[Stored dataset items]
================================

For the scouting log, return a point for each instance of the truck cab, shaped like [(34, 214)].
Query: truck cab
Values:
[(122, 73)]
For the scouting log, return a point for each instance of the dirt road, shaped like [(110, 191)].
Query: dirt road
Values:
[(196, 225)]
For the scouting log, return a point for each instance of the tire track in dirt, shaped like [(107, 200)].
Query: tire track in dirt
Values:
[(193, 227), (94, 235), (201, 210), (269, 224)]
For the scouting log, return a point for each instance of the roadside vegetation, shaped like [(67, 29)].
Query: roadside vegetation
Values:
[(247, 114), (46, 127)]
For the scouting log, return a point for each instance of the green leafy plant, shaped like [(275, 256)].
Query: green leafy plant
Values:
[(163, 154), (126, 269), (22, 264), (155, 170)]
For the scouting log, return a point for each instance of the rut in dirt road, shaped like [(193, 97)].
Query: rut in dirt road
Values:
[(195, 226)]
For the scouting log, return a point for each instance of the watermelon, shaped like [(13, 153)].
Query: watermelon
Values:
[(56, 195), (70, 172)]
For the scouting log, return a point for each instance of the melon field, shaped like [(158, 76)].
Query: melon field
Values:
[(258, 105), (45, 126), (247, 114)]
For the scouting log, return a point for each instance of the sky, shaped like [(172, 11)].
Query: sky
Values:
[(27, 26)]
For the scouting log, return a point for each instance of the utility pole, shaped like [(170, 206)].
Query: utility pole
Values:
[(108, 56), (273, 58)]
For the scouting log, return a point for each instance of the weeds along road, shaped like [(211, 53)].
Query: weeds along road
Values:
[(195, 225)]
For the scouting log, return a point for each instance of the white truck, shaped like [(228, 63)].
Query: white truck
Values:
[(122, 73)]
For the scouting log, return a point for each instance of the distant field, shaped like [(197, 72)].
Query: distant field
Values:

================================

§ Task prompt:
Please output the entire listing exactly as it stands.

§ Written response:
For the scouting log, return a point for each instance of the truck cab, shaped like [(34, 214)].
Query: truck cab
Values:
[(122, 73)]
For the scouting log, return a point for each instance of the dirt road, shaped like [(110, 191)].
Query: dirt road
Values:
[(196, 225)]
For the scouting log, return a point for each instance of the tire track in dirt, shaped like [(107, 200)].
Query: tire track in dirt
Values:
[(193, 227), (94, 235), (201, 210), (269, 224)]
For the scouting log, return a point for each instance of the roadside vegetation, shaped like [(67, 29)].
Query: roadside vegetation
Values:
[(247, 114), (46, 127)]
For the scouting log, return a point for each instance of the green leafy plant, shaped like [(275, 256)].
Query: green leafy plant
Values:
[(163, 154), (126, 269), (22, 264), (155, 170)]
For the scouting log, return a point for each instance of the rut in dirt road, shaped like [(193, 97)].
Query: rut in dirt road
Values:
[(195, 226)]
For the scouting log, return a point for each instance of the watermelon, shaped like [(13, 153)].
Query: watermelon
Values:
[(56, 195), (70, 172)]
For the scouting log, return a point for each instance of the melon field, shaped like [(158, 76)].
Query: melon field
Values:
[(258, 105), (45, 126), (247, 114)]
For the scouting log, return a point for each instance of the sky, shaped like [(172, 11)].
Query: sky
Values:
[(27, 26)]
For the scouting log, return a point for each instance of the utility pole, shaped like [(170, 206)].
Query: utility pole
Values:
[(108, 56), (273, 58)]
For the scouting log, return a point for each instance of the weeds along road, shaped like [(211, 53)].
Query: weeds along road
Values:
[(195, 225)]
For the scouting log, return a point for each instance of the white truck, shaped like [(228, 63)].
Query: white truck
Values:
[(122, 73)]
For the scouting log, return a point for each instance of the distant field, shaped like [(197, 72)].
Query: distant field
Values:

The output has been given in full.